Dataset rows
━━━━━━

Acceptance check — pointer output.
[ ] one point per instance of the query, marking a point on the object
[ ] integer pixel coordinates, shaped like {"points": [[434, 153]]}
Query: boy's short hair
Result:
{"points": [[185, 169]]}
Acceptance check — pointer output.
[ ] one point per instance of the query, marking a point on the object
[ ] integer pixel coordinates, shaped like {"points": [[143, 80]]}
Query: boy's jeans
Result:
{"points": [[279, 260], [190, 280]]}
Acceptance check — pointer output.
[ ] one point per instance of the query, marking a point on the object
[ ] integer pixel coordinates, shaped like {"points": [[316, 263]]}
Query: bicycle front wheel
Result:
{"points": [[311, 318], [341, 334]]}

━━━━━━

→ DO THIS
Please rewrite these entries with "Acceptance check" swapped for "Review step" throughout, keeping everything else the same.

→ COMPLETED TASK
Review step — pointer output.
[ ] one point per instance of the query, marking a point on the object
[ ] integer pixel coordinates, shaped like {"points": [[434, 153]]}
Query: boy's short hair
Result:
{"points": [[185, 169]]}
Review step — pointer output.
[ ] one point per instance of the query, marking a point on the object
[ ] integer pixel coordinates, shaped like {"points": [[143, 80]]}
Query: boy's jeans
Result:
{"points": [[279, 260], [190, 280]]}
Review step — pointer output.
[ ] one point per instance of the query, marking a point on the object
[ ] integer pixel coordinates, shaped like {"points": [[316, 263]]}
Query: bicycle front wheel
Result:
{"points": [[311, 318], [341, 334]]}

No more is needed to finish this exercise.